The entries below should appear again in your reply, word for word.
┌──
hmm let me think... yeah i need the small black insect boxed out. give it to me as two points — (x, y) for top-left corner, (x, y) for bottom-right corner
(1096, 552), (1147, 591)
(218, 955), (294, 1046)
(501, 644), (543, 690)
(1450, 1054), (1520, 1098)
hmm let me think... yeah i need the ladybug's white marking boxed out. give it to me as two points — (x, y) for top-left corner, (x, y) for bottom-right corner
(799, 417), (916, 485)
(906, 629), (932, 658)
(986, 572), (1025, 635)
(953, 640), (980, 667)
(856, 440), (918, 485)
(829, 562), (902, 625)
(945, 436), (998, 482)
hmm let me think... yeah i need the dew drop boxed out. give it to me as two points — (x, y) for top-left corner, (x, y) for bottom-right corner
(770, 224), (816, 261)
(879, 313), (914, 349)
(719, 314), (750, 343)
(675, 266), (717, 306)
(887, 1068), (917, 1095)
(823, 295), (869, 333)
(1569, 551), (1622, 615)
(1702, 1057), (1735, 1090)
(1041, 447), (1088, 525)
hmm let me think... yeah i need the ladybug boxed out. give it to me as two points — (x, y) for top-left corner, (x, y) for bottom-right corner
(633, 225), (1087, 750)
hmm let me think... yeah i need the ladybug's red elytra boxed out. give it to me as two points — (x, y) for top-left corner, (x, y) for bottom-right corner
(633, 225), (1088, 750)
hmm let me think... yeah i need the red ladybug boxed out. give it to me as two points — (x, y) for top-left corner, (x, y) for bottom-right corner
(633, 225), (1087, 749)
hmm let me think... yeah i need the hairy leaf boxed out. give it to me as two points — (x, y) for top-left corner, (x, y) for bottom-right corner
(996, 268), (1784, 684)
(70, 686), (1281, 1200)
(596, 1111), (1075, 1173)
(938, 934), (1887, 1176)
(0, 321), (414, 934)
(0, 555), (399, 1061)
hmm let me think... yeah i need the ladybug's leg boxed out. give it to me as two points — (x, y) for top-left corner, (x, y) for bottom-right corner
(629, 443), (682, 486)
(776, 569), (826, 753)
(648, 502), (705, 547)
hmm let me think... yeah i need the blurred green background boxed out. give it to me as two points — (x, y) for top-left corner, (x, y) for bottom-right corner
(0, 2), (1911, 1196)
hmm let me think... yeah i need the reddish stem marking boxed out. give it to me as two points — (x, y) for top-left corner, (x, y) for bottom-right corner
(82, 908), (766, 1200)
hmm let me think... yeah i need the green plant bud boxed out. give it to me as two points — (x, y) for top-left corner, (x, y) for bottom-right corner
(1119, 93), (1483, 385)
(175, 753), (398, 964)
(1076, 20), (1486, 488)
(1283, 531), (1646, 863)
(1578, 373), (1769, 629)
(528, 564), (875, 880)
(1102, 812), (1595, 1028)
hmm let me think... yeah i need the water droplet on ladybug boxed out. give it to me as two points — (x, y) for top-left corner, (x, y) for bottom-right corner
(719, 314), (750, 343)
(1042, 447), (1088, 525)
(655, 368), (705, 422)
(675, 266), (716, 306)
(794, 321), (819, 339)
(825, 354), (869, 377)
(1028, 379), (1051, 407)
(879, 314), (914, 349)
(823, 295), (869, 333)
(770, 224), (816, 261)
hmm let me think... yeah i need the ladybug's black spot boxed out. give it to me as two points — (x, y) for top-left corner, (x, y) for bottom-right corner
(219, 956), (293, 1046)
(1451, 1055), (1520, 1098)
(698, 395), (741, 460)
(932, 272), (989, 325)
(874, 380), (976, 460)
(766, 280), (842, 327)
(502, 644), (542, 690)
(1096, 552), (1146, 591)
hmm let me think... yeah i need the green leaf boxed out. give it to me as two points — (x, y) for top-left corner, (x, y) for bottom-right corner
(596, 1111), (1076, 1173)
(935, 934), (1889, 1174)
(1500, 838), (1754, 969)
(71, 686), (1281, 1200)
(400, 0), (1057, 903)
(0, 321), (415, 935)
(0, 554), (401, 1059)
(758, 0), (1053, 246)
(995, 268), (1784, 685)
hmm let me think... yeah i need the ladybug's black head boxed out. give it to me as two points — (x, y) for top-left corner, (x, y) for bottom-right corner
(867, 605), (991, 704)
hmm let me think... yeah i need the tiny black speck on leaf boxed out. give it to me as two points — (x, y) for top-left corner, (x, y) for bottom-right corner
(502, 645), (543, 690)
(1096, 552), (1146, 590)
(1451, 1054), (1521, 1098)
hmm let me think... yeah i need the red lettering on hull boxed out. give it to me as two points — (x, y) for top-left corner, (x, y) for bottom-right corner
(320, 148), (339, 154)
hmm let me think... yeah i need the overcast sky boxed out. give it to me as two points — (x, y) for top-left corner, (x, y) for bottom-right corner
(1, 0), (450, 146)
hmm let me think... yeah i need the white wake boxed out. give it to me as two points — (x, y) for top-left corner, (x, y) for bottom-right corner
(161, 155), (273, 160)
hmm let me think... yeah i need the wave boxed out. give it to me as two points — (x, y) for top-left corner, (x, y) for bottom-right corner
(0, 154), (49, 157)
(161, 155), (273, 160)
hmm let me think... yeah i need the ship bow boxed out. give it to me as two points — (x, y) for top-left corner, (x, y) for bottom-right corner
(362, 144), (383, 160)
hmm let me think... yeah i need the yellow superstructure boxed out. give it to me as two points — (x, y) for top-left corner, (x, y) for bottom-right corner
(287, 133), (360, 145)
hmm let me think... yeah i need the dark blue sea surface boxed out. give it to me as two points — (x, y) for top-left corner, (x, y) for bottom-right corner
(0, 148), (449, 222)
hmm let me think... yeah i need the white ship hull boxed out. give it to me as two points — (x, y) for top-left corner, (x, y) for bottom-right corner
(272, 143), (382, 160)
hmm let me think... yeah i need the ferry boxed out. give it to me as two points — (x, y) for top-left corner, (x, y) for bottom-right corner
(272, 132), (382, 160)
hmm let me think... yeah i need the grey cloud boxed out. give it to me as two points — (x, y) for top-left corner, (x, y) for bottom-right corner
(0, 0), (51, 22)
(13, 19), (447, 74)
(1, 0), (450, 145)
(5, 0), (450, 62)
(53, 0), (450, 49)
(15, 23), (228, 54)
└──
Written answer
hmm let me think... yeah i need the small black insect boxed out. give it to me as two points — (x, y) for top-left corner, (x, y) for bottom-right corner
(1096, 552), (1147, 591)
(218, 955), (294, 1046)
(501, 644), (543, 690)
(1450, 1054), (1520, 1098)
hmm let me think... yeah i need the ladybug's white marking boxed out. give it to me as two points — (x, y) for top-left corner, (x, y) for bottom-right corner
(799, 417), (916, 485)
(906, 629), (932, 658)
(986, 572), (1025, 635)
(953, 640), (980, 667)
(856, 440), (918, 485)
(829, 562), (902, 625)
(945, 436), (998, 482)
hmm let me think... yeah i need the dew drop boxed out. give it to me as two points — (x, y) for top-left corner, (x, y) for bottom-right corner
(770, 224), (816, 261)
(879, 313), (914, 349)
(719, 314), (750, 343)
(675, 266), (717, 306)
(887, 1068), (917, 1095)
(823, 295), (869, 333)
(1569, 551), (1622, 615)
(1702, 1057), (1735, 1090)
(1041, 447), (1088, 525)
hmm let me think... yeah i need the ladybug boxed out. give it to me as two points — (x, y) for top-left corner, (x, y) for bottom-right corner
(633, 225), (1087, 750)
hmm let me think... yeah i need the ladybug's red elytra boxed out. give it to me as two points — (x, y) for top-left corner, (x, y) for bottom-right corner
(633, 225), (1088, 750)
hmm let me think... yeah i need the red ladybug boxed out. give it to me as two points — (x, y) for top-left corner, (x, y) for bottom-right corner
(633, 225), (1087, 749)
hmm let me think... yeah i need the hairy leaf boxed out. give it to me as two points — (x, y) for top-left corner, (x, y) for bottom-right corner
(996, 268), (1784, 684)
(70, 686), (1281, 1200)
(596, 1111), (1075, 1173)
(938, 934), (1887, 1176)
(0, 321), (414, 934)
(0, 555), (399, 1061)
hmm let me think... yeah i need the ladybug's leg boxed out. give it to me as two points — (x, y) for top-left corner, (x, y) for bottom-right corner
(629, 443), (682, 486)
(776, 569), (826, 753)
(648, 502), (705, 547)
hmm let me think... yeah i need the blurred green background boxed out. give it to me as two points — (x, y) for top-left corner, (x, y) for bottom-right corner
(0, 2), (1911, 1196)
hmm let me think... yeah i need the reddish stem marking boxed out. give it to me as two points — (x, y) for top-left corner, (x, y) for bottom-right corner
(82, 908), (766, 1200)
hmm let me think... yeah i need the green plant bud boxed out. give it to me as two points — (x, y) for top-left corner, (x, y) for bottom-right corner
(1119, 93), (1483, 385)
(175, 753), (398, 964)
(1076, 20), (1486, 488)
(1283, 531), (1646, 863)
(1578, 373), (1769, 629)
(528, 564), (875, 880)
(1102, 812), (1595, 1028)
hmm let me think... yeah i need the water droplet on ladybug boxed out. give it to me as two points — (x, y) for top-left corner, (x, y) for bottom-right corner
(719, 314), (750, 343)
(1042, 447), (1088, 525)
(655, 368), (705, 422)
(675, 266), (716, 306)
(794, 321), (819, 339)
(825, 354), (869, 377)
(1028, 379), (1051, 407)
(879, 314), (914, 349)
(823, 295), (869, 333)
(770, 224), (816, 261)
hmm let me think... yeah i need the ladybug's black spot boxed out. give it to me as two points — (x, y) for top-left corner, (x, y) for bottom-right corner
(219, 956), (293, 1046)
(1451, 1055), (1520, 1098)
(698, 395), (741, 460)
(932, 272), (989, 325)
(874, 380), (976, 460)
(766, 280), (842, 327)
(502, 644), (542, 690)
(1096, 552), (1146, 591)
hmm let me think... yeah i need the green leaf boxed out. give it to me as two points — (x, y) for top-left corner, (x, y) for bottom-right corner
(596, 1111), (1076, 1173)
(935, 934), (1889, 1174)
(1500, 838), (1754, 969)
(71, 686), (1281, 1200)
(400, 0), (1057, 903)
(0, 321), (415, 935)
(0, 554), (401, 1059)
(758, 0), (1053, 246)
(995, 268), (1784, 685)
hmm let me think... yeah i need the ladybug's black head boxed out. give it to me as two points — (x, y) for top-left corner, (x, y) for bottom-right corner
(867, 605), (991, 704)
hmm let me think... yeah i need the tiny black speck on leaf boxed out. give it to me as two points — (x, y) for top-left corner, (x, y) for bottom-right corner
(502, 645), (543, 690)
(1096, 552), (1146, 590)
(1451, 1054), (1521, 1098)
hmm let me think... yeah i need the red lettering on hull boxed out. give it to me as two points — (x, y) for top-left corner, (x, y) for bottom-right corner
(320, 148), (339, 154)
hmm let me think... yeah i need the overcast sky boxed out. give it to me as two points — (x, y) for top-left corner, (x, y) for bottom-right corner
(1, 0), (450, 146)
hmm let me think... yeah i need the white wake boxed out. give it to me as two points — (x, y) for top-left corner, (x, y) for bottom-right corner
(161, 155), (273, 160)
hmm let me think... yeah i need the wave boxed out. give it to me as two points — (x, y) for top-left corner, (x, y) for bottom-right corner
(0, 154), (49, 157)
(161, 155), (273, 160)
hmm let me think... yeah i need the ship bow boxed out. give it to me as two points — (x, y) for top-left corner, (x, y) for bottom-right corner
(362, 144), (383, 160)
hmm let me think... yeah i need the yellow superstructure boxed out. give it to me as two points — (x, y) for top-left corner, (x, y) for bottom-right corner
(287, 133), (360, 145)
hmm let me think... yeah i need the dark blue sea surface boxed out. give it to me as two points — (x, y) for top-left corner, (x, y) for bottom-right corner
(0, 148), (449, 222)
hmm let me think... yeah i need the white ship hull boxed out. give it to me as two points — (x, y) for top-left corner, (x, y) for bottom-right corner
(272, 143), (382, 160)
hmm let me think... yeah i need the ferry boxed out. give it to me as two points — (x, y) for top-left corner, (x, y) for bottom-right corner
(272, 132), (382, 160)
hmm let me think... yeah i need the grey cloud boxed out. give it to me as two points — (x, y) for top-left corner, (x, y) for bottom-right corner
(0, 0), (51, 22)
(13, 19), (447, 74)
(1, 0), (450, 145)
(5, 0), (450, 62)
(53, 0), (450, 49)
(15, 23), (228, 54)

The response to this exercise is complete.